Your task =
Which lines of the records contain the string "eagle"? Report every such line in full, treating uppercase and lowercase as different.

Entries provided =
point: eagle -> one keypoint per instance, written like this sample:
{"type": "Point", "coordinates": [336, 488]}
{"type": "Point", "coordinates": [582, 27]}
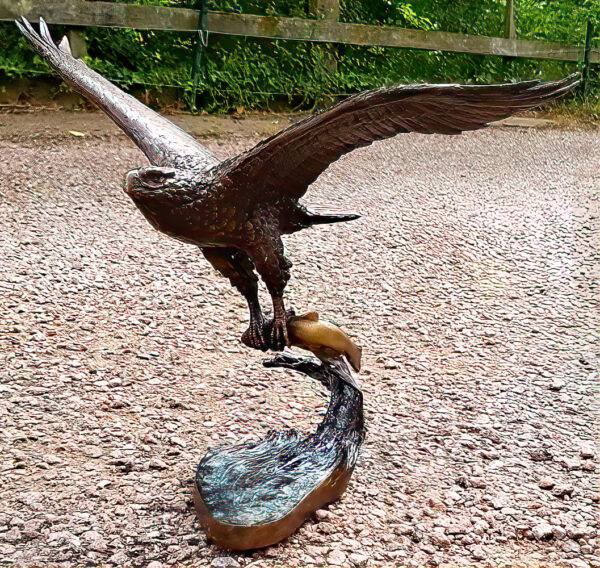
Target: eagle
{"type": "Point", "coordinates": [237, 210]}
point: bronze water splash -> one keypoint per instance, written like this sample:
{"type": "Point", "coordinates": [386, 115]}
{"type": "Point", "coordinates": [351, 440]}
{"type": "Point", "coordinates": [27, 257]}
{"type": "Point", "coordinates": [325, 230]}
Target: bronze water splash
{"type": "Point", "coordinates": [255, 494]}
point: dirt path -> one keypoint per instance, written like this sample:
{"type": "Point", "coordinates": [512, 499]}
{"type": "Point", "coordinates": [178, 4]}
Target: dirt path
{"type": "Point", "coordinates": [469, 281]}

* * *

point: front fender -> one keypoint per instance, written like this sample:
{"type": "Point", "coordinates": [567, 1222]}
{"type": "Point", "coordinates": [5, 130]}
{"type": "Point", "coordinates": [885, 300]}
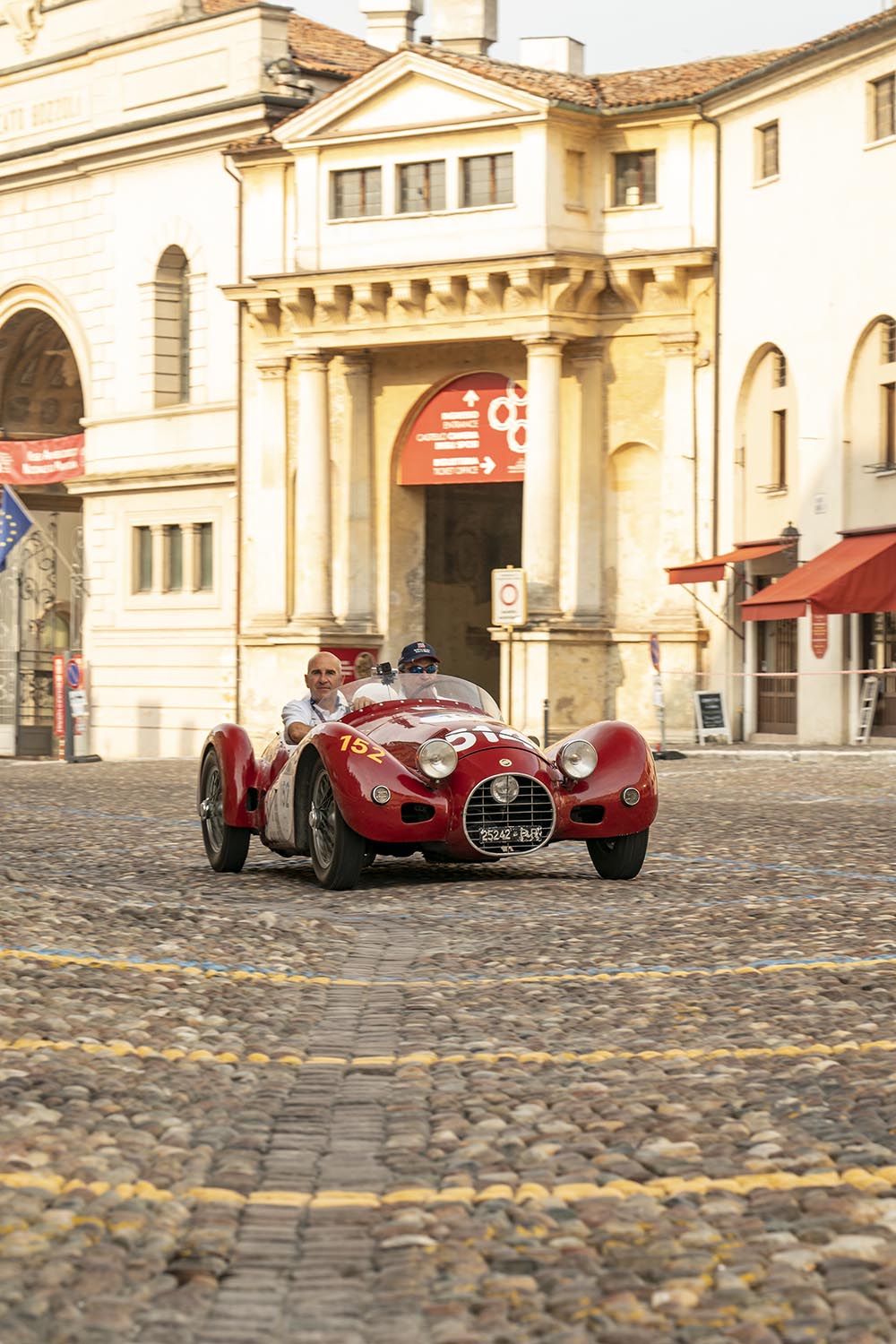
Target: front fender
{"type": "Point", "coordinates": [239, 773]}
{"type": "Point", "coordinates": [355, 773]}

---

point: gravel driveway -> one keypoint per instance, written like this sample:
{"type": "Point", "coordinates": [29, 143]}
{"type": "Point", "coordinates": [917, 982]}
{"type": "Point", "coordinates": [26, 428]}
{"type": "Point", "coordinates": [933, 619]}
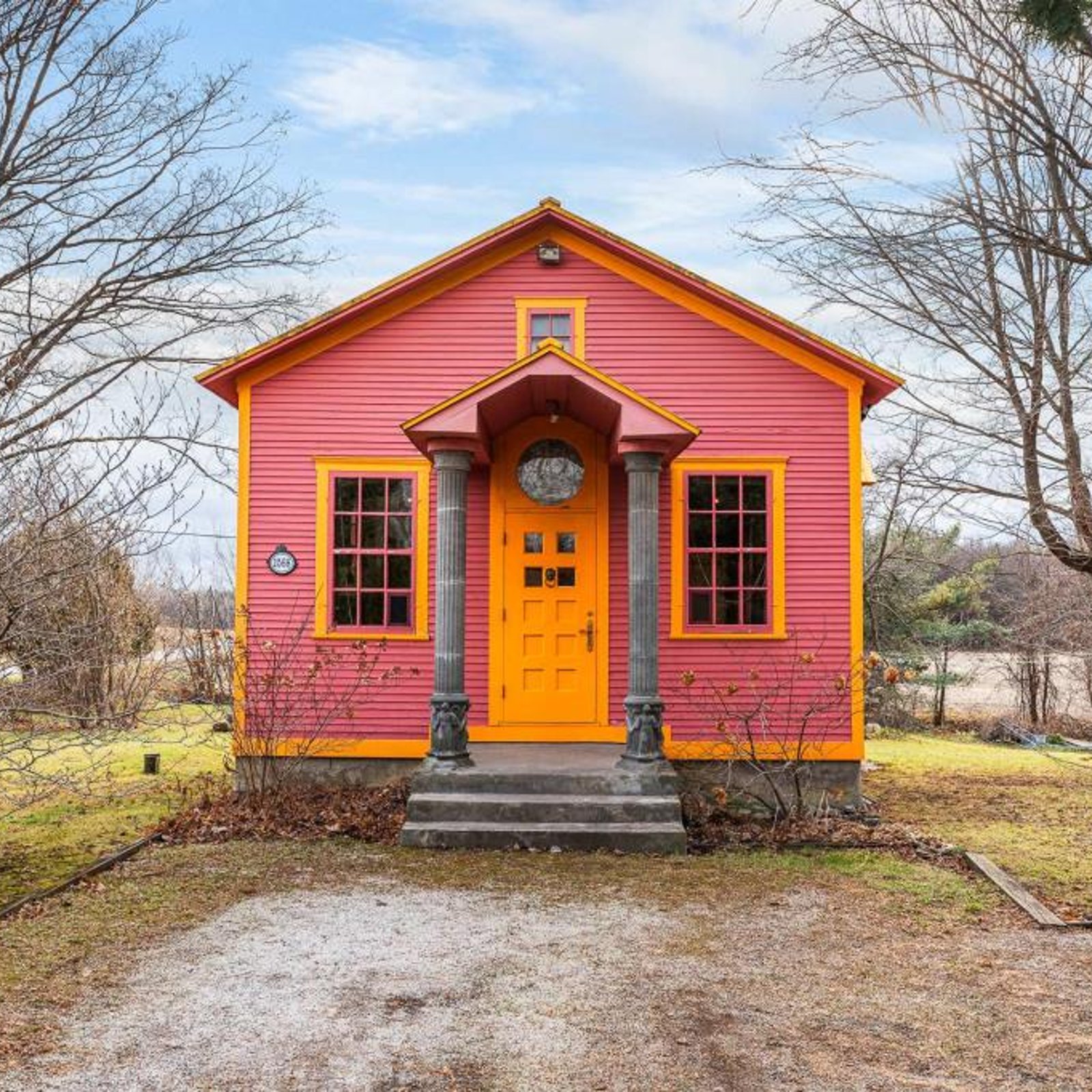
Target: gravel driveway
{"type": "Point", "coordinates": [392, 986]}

Exercise solution =
point: eagle -> one keypoint per instance, written like this sample:
Target: eagle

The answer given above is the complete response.